--- Dataset entries ---
----

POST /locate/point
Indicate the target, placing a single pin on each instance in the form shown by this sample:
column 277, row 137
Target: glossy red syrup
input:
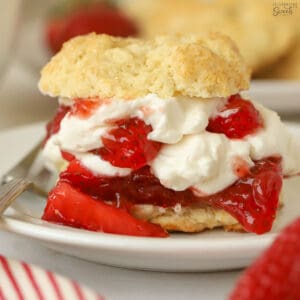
column 67, row 205
column 84, row 108
column 252, row 199
column 127, row 146
column 54, row 125
column 236, row 119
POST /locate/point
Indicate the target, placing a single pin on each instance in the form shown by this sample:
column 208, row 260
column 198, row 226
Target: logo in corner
column 284, row 7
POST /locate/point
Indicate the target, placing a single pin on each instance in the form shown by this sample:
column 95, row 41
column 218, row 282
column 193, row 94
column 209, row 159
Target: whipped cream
column 190, row 156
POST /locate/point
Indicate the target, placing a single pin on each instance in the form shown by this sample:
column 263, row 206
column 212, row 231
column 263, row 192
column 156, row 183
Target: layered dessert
column 154, row 135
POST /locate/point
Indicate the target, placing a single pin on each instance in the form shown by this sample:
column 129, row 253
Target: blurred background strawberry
column 72, row 18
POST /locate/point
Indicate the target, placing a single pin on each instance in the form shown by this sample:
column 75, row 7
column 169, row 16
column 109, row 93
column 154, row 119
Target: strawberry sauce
column 236, row 119
column 252, row 199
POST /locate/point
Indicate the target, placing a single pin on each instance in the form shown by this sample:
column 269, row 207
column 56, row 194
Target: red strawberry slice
column 275, row 275
column 237, row 119
column 99, row 18
column 54, row 125
column 127, row 146
column 68, row 206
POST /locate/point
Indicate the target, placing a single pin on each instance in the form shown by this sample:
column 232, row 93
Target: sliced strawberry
column 99, row 18
column 53, row 126
column 237, row 119
column 275, row 275
column 252, row 199
column 68, row 206
column 127, row 145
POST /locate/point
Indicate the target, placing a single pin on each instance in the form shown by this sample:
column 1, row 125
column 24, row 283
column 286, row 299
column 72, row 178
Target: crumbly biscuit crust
column 104, row 66
column 187, row 219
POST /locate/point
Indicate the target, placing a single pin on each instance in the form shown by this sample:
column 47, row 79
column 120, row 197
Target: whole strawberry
column 84, row 18
column 276, row 274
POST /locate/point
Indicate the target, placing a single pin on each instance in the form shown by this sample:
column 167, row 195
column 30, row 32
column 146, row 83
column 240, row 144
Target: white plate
column 211, row 250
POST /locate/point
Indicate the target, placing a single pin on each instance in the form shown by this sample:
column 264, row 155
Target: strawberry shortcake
column 153, row 136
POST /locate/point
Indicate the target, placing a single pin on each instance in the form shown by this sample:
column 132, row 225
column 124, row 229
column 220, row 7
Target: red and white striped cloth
column 21, row 281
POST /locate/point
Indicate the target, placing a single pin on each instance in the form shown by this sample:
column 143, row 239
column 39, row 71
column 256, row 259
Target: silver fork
column 29, row 173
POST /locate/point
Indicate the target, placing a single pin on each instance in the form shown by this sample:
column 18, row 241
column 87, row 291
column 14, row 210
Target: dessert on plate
column 153, row 136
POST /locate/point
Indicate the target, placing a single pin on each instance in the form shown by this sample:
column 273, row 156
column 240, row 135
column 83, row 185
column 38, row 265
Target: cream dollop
column 191, row 157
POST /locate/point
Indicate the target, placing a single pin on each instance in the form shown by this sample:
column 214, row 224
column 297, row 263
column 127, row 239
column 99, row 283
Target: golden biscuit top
column 105, row 67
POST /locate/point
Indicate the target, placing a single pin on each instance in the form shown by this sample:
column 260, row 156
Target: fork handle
column 11, row 190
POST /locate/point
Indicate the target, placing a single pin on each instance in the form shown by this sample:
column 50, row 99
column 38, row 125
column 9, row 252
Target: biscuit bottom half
column 187, row 219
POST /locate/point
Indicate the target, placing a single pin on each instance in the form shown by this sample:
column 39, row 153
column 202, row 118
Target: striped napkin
column 21, row 281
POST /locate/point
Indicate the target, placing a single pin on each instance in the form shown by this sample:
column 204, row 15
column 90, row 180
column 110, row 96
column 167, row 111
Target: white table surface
column 22, row 104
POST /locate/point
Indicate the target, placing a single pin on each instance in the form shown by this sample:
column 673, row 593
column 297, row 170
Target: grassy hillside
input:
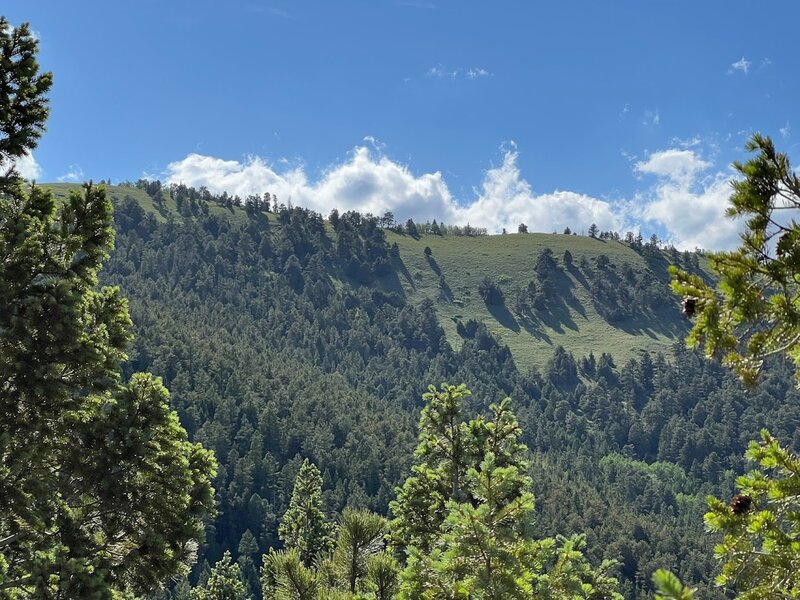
column 461, row 263
column 509, row 260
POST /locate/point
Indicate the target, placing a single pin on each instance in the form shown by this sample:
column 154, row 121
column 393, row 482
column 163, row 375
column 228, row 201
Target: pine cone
column 741, row 504
column 689, row 305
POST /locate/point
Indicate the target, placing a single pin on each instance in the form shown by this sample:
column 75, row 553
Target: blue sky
column 556, row 114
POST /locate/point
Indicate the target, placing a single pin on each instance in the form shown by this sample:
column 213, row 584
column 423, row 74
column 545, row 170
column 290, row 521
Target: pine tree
column 23, row 101
column 224, row 583
column 304, row 527
column 360, row 536
column 464, row 518
column 753, row 312
column 100, row 491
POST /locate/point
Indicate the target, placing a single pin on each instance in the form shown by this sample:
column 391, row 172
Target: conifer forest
column 212, row 397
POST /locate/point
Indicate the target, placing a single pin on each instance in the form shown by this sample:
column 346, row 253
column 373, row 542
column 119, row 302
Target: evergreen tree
column 360, row 535
column 100, row 491
column 476, row 541
column 224, row 583
column 304, row 527
column 23, row 101
column 754, row 311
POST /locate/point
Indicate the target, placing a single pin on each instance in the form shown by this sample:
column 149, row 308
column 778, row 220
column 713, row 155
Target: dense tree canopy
column 751, row 314
column 100, row 490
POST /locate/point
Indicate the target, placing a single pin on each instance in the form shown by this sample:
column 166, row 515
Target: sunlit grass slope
column 509, row 260
column 462, row 262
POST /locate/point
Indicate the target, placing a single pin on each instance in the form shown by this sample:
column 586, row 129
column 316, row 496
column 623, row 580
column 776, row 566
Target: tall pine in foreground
column 753, row 313
column 101, row 493
column 464, row 518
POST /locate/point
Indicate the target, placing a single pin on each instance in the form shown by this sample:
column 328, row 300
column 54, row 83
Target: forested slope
column 282, row 337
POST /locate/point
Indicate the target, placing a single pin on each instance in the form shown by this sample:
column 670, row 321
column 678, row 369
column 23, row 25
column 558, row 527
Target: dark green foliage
column 304, row 527
column 490, row 292
column 224, row 583
column 101, row 494
column 23, row 101
column 753, row 312
column 267, row 376
column 761, row 544
column 464, row 518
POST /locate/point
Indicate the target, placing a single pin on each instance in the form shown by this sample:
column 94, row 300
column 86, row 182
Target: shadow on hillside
column 433, row 265
column 565, row 285
column 445, row 293
column 652, row 324
column 400, row 267
column 532, row 328
column 579, row 277
column 504, row 316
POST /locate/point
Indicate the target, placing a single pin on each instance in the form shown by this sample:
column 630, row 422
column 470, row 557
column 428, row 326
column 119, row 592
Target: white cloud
column 742, row 65
column 74, row 173
column 442, row 72
column 651, row 117
column 685, row 204
column 27, row 167
column 477, row 73
column 680, row 166
column 688, row 204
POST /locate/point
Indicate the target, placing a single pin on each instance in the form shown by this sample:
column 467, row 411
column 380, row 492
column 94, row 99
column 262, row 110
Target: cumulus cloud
column 689, row 204
column 742, row 65
column 74, row 173
column 373, row 183
column 441, row 72
column 686, row 201
column 27, row 167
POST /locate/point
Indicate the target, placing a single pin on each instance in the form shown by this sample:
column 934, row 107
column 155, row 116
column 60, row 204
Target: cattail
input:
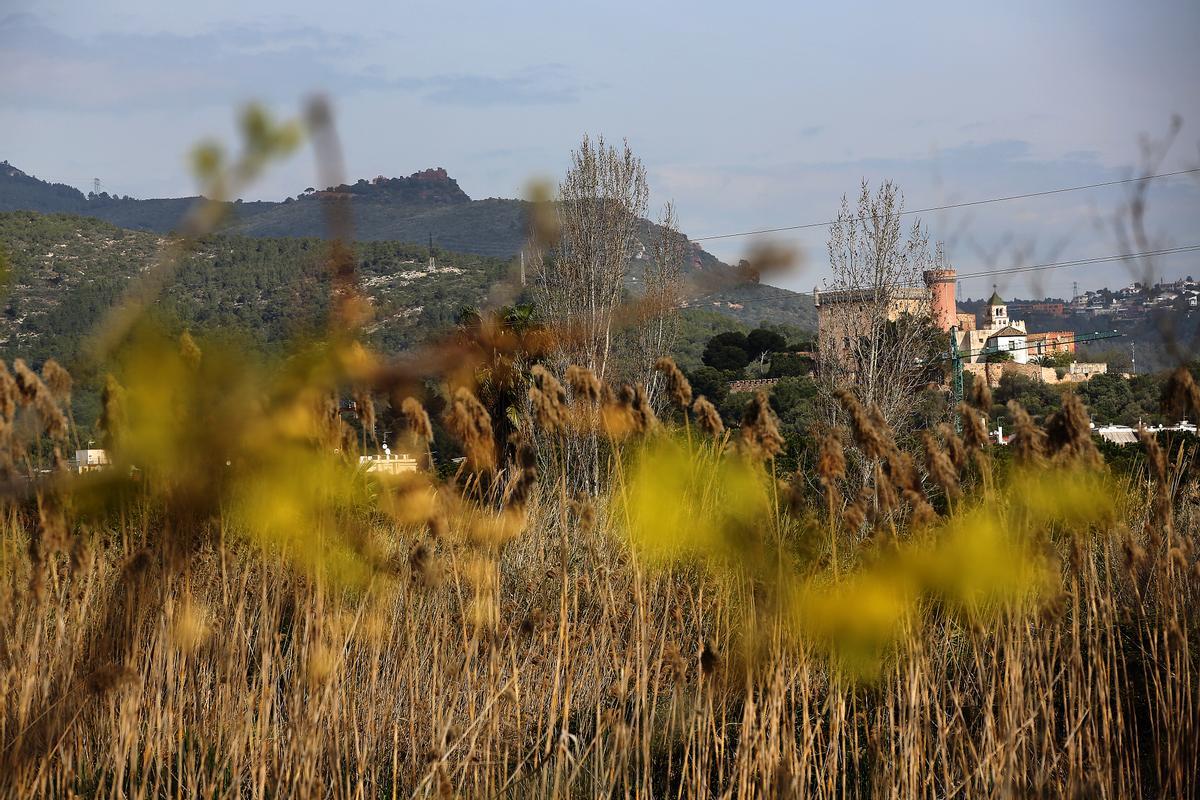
column 1029, row 440
column 981, row 395
column 940, row 465
column 583, row 383
column 677, row 383
column 549, row 400
column 58, row 380
column 417, row 419
column 9, row 392
column 868, row 438
column 472, row 425
column 760, row 429
column 707, row 417
column 1069, row 433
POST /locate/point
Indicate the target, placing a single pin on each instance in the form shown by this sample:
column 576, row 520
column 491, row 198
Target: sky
column 748, row 115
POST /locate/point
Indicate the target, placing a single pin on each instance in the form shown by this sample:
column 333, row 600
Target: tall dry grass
column 233, row 609
column 702, row 629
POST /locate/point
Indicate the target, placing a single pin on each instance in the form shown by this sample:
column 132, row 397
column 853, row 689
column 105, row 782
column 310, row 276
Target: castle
column 843, row 314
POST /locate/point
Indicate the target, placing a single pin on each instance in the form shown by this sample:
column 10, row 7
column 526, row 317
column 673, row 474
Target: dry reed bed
column 529, row 643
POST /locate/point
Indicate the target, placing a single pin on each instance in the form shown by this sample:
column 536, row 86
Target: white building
column 999, row 334
column 389, row 463
column 88, row 461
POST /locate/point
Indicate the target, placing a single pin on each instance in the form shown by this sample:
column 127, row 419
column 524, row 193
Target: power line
column 955, row 205
column 1054, row 265
column 1081, row 262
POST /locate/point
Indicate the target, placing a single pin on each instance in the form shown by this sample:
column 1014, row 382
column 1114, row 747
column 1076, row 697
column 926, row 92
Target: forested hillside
column 425, row 206
column 65, row 271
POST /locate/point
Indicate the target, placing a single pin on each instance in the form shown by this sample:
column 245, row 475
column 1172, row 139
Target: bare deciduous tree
column 658, row 324
column 874, row 314
column 580, row 277
column 580, row 281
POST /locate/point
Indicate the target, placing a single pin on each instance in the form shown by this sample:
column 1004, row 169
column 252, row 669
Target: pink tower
column 943, row 308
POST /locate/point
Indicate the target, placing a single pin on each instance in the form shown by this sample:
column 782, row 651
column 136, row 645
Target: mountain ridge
column 425, row 206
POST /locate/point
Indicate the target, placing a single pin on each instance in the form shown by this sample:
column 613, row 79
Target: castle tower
column 943, row 306
column 997, row 310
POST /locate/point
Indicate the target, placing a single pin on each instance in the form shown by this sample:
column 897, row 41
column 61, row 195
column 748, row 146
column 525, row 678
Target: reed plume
column 1069, row 433
column 761, row 438
column 585, row 385
column 708, row 417
column 940, row 465
column 1029, row 440
column 417, row 420
column 472, row 425
column 678, row 389
column 549, row 401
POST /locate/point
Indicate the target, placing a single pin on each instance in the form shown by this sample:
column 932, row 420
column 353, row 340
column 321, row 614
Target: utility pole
column 957, row 368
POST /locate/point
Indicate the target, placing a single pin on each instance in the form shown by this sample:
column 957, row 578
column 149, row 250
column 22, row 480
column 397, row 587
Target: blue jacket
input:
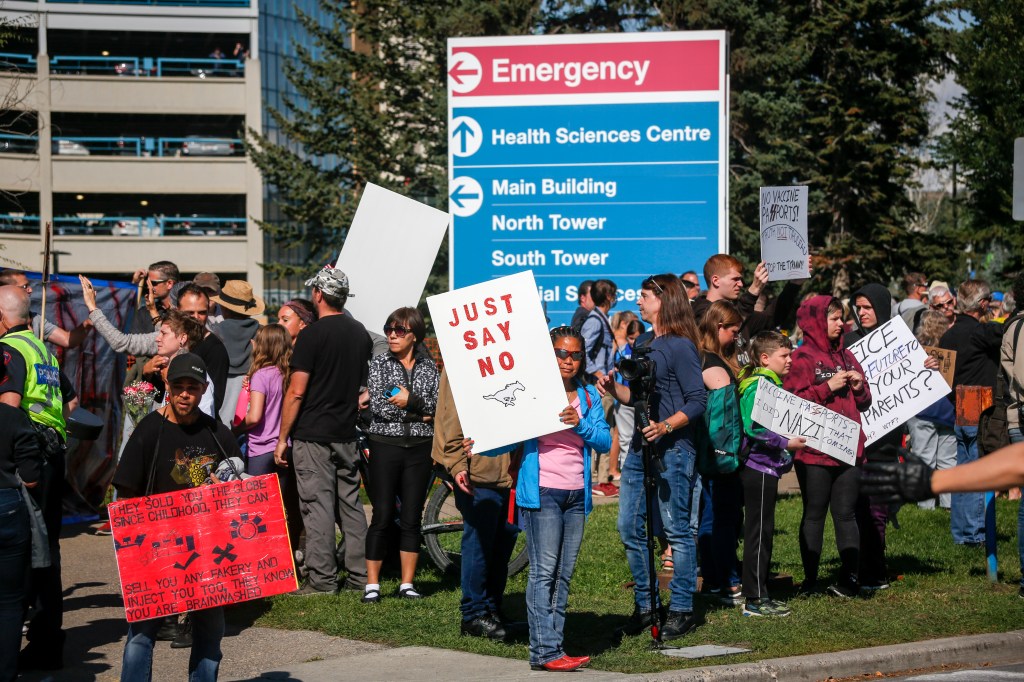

----

--- Work instruction ---
In the entries above, find the line with "Target: dark green foliage" and the line with "column 333, row 600". Return exactly those lines and all the ones between them, pictures excluded.

--- Exercise result ---
Target: dark green foliage
column 304, row 527
column 490, row 292
column 224, row 583
column 101, row 494
column 23, row 101
column 753, row 312
column 267, row 376
column 761, row 544
column 464, row 518
POST /locate/point
Indicate the target, placing a single pin on each instance in the form shown by this sample:
column 94, row 300
column 86, row 182
Target: shadow on hillside
column 433, row 265
column 565, row 285
column 445, row 293
column 652, row 324
column 400, row 267
column 532, row 328
column 579, row 277
column 504, row 316
POST /locate/point
Indicate the target, placing a single pin on each instance in the form shown by this sample:
column 630, row 422
column 470, row 557
column 428, row 326
column 119, row 592
Target: white cloud
column 742, row 65
column 74, row 173
column 442, row 72
column 651, row 117
column 685, row 204
column 27, row 167
column 477, row 73
column 680, row 166
column 688, row 204
POST /locate/point
Indicate the target, placing a single pin on each instance in the form shown by this sample:
column 467, row 411
column 380, row 492
column 94, row 99
column 262, row 110
Target: cumulus cloud
column 689, row 204
column 742, row 65
column 74, row 173
column 373, row 183
column 441, row 72
column 686, row 201
column 27, row 167
POST /locate/point
Indicate the target, placing a single pin on each instance in the form shown by this sample:
column 934, row 107
column 155, row 116
column 60, row 204
Target: cattail
input:
column 1029, row 440
column 981, row 395
column 940, row 465
column 583, row 383
column 677, row 383
column 549, row 400
column 58, row 380
column 417, row 419
column 9, row 392
column 868, row 438
column 472, row 425
column 760, row 429
column 707, row 417
column 1069, row 433
POST /locate/point
Indicate the target, placing a single pin on each instance in the form shown by this sample:
column 576, row 520
column 491, row 198
Target: sky
column 748, row 115
POST /locate/point
Indicate the target, placing a single pin on each instance in the form shown by this sample:
column 333, row 600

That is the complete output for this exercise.